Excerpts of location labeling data
-------------------------

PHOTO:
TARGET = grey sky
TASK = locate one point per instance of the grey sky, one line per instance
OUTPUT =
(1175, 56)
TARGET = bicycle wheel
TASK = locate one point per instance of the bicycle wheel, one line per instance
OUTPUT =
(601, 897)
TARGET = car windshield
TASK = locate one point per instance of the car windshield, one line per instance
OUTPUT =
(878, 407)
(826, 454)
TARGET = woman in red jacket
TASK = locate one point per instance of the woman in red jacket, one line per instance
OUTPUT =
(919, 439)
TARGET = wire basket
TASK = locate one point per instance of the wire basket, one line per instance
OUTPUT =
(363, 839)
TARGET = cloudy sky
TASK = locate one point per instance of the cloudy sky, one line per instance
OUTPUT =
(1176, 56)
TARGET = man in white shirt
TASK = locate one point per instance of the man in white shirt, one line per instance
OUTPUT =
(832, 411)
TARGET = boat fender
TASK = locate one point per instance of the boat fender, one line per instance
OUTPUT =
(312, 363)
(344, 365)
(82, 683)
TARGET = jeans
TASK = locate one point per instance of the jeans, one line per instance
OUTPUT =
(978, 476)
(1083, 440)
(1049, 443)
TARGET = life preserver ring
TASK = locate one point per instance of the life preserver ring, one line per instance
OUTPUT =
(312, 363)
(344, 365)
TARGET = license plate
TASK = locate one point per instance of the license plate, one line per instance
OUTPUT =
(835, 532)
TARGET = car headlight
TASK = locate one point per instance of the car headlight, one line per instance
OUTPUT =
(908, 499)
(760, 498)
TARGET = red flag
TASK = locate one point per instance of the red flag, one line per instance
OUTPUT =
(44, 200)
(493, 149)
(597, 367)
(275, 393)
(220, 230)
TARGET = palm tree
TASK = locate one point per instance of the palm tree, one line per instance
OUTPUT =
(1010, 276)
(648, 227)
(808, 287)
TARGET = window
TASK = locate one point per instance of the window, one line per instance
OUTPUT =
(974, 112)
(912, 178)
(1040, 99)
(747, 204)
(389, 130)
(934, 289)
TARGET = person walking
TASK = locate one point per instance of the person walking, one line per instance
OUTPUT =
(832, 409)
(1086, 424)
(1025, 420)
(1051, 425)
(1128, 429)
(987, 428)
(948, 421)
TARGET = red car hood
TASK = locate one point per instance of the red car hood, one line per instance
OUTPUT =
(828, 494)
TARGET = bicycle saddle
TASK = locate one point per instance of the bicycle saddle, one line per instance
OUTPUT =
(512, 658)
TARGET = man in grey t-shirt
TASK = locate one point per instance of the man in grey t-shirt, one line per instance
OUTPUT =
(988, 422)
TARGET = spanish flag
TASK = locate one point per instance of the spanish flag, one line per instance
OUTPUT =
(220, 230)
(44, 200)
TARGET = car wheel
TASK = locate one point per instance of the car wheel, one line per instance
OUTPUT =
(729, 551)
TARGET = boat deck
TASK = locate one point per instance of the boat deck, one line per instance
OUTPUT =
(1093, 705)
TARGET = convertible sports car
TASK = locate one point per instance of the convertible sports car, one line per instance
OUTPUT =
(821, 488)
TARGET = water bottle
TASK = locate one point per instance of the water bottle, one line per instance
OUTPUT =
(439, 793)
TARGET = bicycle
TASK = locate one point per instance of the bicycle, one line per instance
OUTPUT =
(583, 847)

-------------------------

■ Task
Write the material out exactly, with nothing left out.

■ Answer for this exercise
PHOTO:
TARGET = grey sky
TASK = locate one point per instance of the grey sky, one line per instance
OUTPUT =
(1175, 56)
TARGET = bicycle wheel
TASK = locate one point per instance of the bicycle wheel, one line per instance
OUTPUT =
(601, 897)
TARGET = car windshield
TASK = locate one point per instance of the car windshield, one line per instance
OUTPUT =
(878, 407)
(826, 454)
TARGET = woman in red jacket
TASK = locate one point per instance of the woman in red jacket, one line per instance
OUTPUT =
(919, 439)
TARGET = wire basket
TASK = locate one point per instance of the wire basket, one line per instance
OUTPUT =
(363, 839)
TARGET = cloudy sky
TASK = locate one point per instance of the cloudy sky, one line per instance
OUTPUT =
(1176, 56)
TARGET = man in white shirt
TASK = locate one point per instance of the man in white shirt, one line per instance
OUTPUT =
(832, 411)
TARGET = boat fender
TASK = locate one point per instance of the boat fender, one line per instance
OUTPUT =
(312, 363)
(344, 365)
(82, 683)
TARGET = jeans
TASK = locate one point per instance of the jeans, one line per instance
OUTPUT =
(978, 476)
(1083, 440)
(1049, 443)
TARGET = life preserver ring
TASK = locate one point per instance of the life preserver ring, one line per instance
OUTPUT =
(312, 363)
(344, 365)
TARGET = license plate
TASK = locate one point per instance of the license plate, one line per instance
OUTPUT =
(835, 532)
TARGET = car headlight
TASK = locate one point per instance of the car headlight, one line per instance
OUTPUT =
(908, 499)
(760, 498)
TARGET = red flag
TASK = locate one point per instance of the red flag, one line per instance
OUTPUT =
(44, 200)
(493, 149)
(597, 367)
(275, 393)
(220, 230)
TARGET = palm tree
TASK = locate one point per instance of the palm tree, one line per instance
OUTPUT =
(1010, 276)
(648, 227)
(808, 287)
TARGET = window
TASK = locate one point per instance of the window, one line per instance
OUTPUT =
(974, 112)
(912, 178)
(1040, 99)
(747, 204)
(389, 130)
(934, 289)
TARGET = person walking
TASK = locate one point per instance of the person walking, one line per instance
OUTPUT =
(832, 409)
(1086, 424)
(1025, 420)
(1051, 425)
(1128, 429)
(987, 428)
(948, 421)
TARGET = red car hood
TASK = locate one point per instance of the red car hood, one line per instance
OUTPUT =
(828, 494)
TARGET = bicycle saddle
TASK = locate one point per instance of the bicycle saddle, one line per instance
OUTPUT =
(512, 658)
TARGET = man in grey t-shirt
TASK = locate one point per instance of the man in grey t-shirt, one line per instance
OUTPUT =
(988, 422)
TARGET = spanish flag
TASK = locate one point per instance of the spanish flag, one line per instance
OUTPUT =
(220, 230)
(44, 200)
TARGET = car wheel
TASK = locate one point per instance of the car wheel, one line per instance
OUTPUT =
(729, 551)
TARGET = boat deck
TASK = locate one point per instance of the boat deck, one line per instance
OUTPUT =
(1093, 705)
TARGET = convertible sports car
TASK = locate one point per instance of the convertible sports car, one line per instance
OUTPUT =
(821, 488)
TARGET = water bottle
TASK = locate one point per instance of the water bottle, one line per instance
OUTPUT =
(439, 793)
TARGET = bicycle
TASK = locate one point per instance of the bicycle, one line per instance
OUTPUT =
(583, 847)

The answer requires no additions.